### [GIVEN REQUEST 1]
Update the section of the stress article between "After identifying how" and "lead to burnout.", inclusive, replacing "performance" with "productivity".
### [GIVEN REQUEST 2]
In the stress article, what does Professor Bartlett ask people to look at?
### [GIVEN REQUEST 3]
Decide whether each statement agrees with the stress article. Answer yes or no, and quote the words of the article that settle it.
(a) Professor Bartlett hosts the Thriving Minds podcast.
(b) Low levels of stress leave people feeling overwhelmed.
(c) This article is the first in its series.

** Start SELECTED EXCERPT **

Buravleva stock / Shutterstock.com
You get to work, look at an overflowing inbox, attend meetings all day, work on urgent contracts (seemingly all at the same time) and you get it all done! Next day, you see the same inbox, have similar meetings and have a meltdown! Sound familiar? Stress was involved both days – but on the first day you took control of your stress and made it work for you.
In the final article in our series on how to sustain long-term careers, I talk to GCs Freya Smith, Catriona McGregor, Teresa Cleary, Kate Jones, and Chad Aboud about their relationships with stress. I also spoke with Professor Selena Bartlett, a neuroscientist and author of Smashing Mindset and host of Thriving Minds podcast who says, “We can become the boss of [stress] by physically training the way you would a muscle.”
First, she recommends becoming aware of how stress has wired your brain. How are you coping with it? How do you know if you are stressed out? Professor Bartlett asks people to look at what they are eating and drinking and at what time. When you are reaching for chocolate, or one glass of wine becomes two, are signals that you may be stressed. It is the brain’s way of handling stress. We are not handling stress in healthy ways.
After identifying how we currently cope with stress, we can consider how to train our brains to manage stress and make it work for us.
What do GCs think of when they hear the word “stress”?
Smith thinks of Nixon P’s 1979 stress curve showing the relationship between stress and performance and how both increase to a certain point. While low levels of stress leave people feeling bored or unchallenged, if stress becomes overwhelming, performance levels start to decline and it can lead to burnout.
“I think for most lawyers, who are highly driven and ambitious, pressures and demands can facilitate higher levels of performance. It’s when stress is, or is perceived as, uncontrollable or unmanageable that there is a decrease in performance,” Smith says.
The stress relationship will be different for each person and may be impacted by life events. For example, a lawyer who is given a short but adequate deadline, will be motivated to work actively and efficiently. However, the same tight deadline given to a lawyer at a time they are responsible for childcare coupled with a sick relative may create an overwhelming mix of situations. If not managed carefully, it may result to a poor performance, ill health, and burnout. The key is understanding when you and members of your team might be approaching the “fatigue point.”

** End SELECTED EXCERPT **
** Start INFORMATION SHOWN **

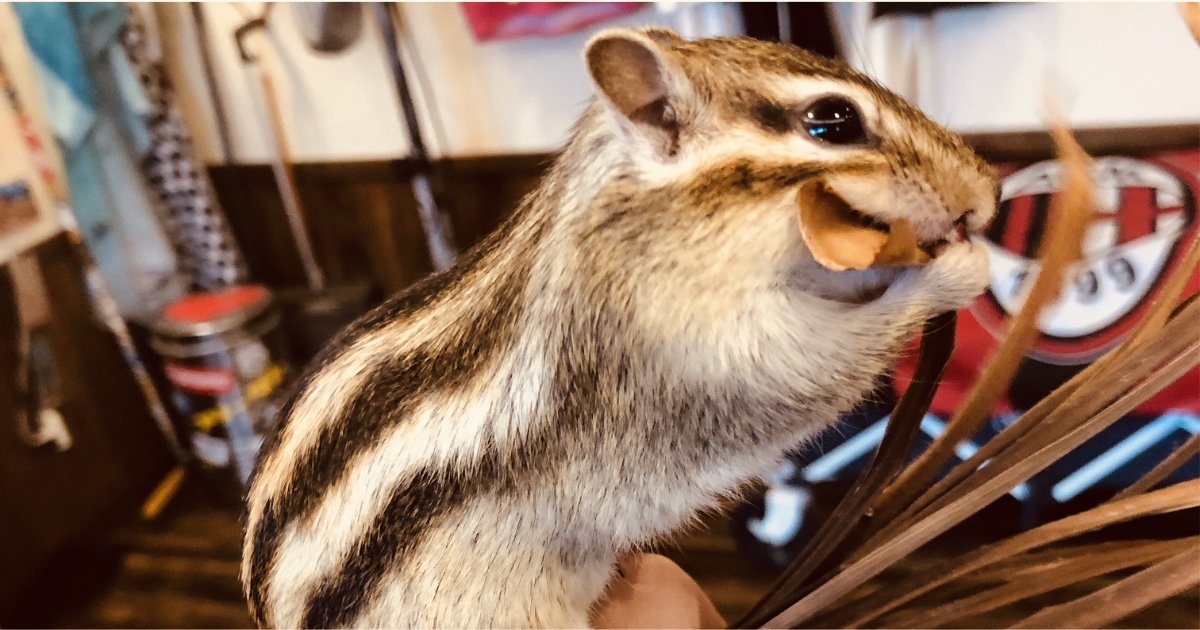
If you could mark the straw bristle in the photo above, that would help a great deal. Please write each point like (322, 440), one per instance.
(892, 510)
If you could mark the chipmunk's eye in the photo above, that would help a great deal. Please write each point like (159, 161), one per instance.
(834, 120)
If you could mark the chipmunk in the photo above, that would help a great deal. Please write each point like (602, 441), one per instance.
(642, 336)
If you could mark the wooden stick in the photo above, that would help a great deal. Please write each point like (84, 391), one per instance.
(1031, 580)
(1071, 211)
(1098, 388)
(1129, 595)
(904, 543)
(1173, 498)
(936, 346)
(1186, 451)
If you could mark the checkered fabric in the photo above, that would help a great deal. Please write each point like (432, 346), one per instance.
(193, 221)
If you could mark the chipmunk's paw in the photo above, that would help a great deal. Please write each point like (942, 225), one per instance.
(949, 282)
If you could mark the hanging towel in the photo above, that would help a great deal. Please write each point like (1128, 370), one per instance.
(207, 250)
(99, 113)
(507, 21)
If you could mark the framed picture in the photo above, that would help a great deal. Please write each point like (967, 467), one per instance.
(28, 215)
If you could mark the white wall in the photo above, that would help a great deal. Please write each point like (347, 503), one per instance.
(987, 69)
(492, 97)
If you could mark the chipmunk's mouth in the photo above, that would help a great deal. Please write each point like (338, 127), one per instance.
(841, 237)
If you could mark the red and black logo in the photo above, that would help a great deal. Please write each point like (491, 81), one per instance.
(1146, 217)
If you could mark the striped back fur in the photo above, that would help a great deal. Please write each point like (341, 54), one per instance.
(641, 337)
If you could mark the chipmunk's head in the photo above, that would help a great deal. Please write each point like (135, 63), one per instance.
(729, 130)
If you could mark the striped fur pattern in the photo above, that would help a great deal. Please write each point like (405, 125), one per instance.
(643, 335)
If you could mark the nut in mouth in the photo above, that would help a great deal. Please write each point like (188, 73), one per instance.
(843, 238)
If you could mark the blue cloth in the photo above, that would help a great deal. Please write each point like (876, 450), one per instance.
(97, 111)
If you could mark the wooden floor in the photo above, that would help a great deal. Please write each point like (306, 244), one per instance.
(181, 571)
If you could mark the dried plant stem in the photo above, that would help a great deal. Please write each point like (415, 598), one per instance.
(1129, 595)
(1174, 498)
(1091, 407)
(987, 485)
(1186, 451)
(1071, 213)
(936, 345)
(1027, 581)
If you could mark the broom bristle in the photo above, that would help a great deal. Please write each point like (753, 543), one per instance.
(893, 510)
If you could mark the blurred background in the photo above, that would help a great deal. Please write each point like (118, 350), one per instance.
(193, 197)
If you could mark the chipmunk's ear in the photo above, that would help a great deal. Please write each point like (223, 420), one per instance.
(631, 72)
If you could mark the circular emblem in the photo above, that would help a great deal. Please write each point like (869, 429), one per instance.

** End INFORMATION SHOWN **

### [FULL RESPONSE 1]
After identifying how we currently cope with stress, we can consider how to train our brains to manage stress and make it work for us.
What do GCs think of when they hear the word “stress”?
Smith thinks of Nixon P’s 1979 stress curve showing the relationship between stress and productivity and how both increase to a certain point. While low levels of stress leave people feeling bored or unchallenged, if stress becomes overwhelming, productivity levels start to decline and it can lead to burnout.

### [FULL RESPONSE 2]
What they are eating and drinking, and at what time.

### [FULL RESPONSE 3]
(a) Yes: "host of Thriving Minds podcast"
(b) No: "low levels of stress leave people feeling bored or unchallenged"
(c) No: "In the final article in our series"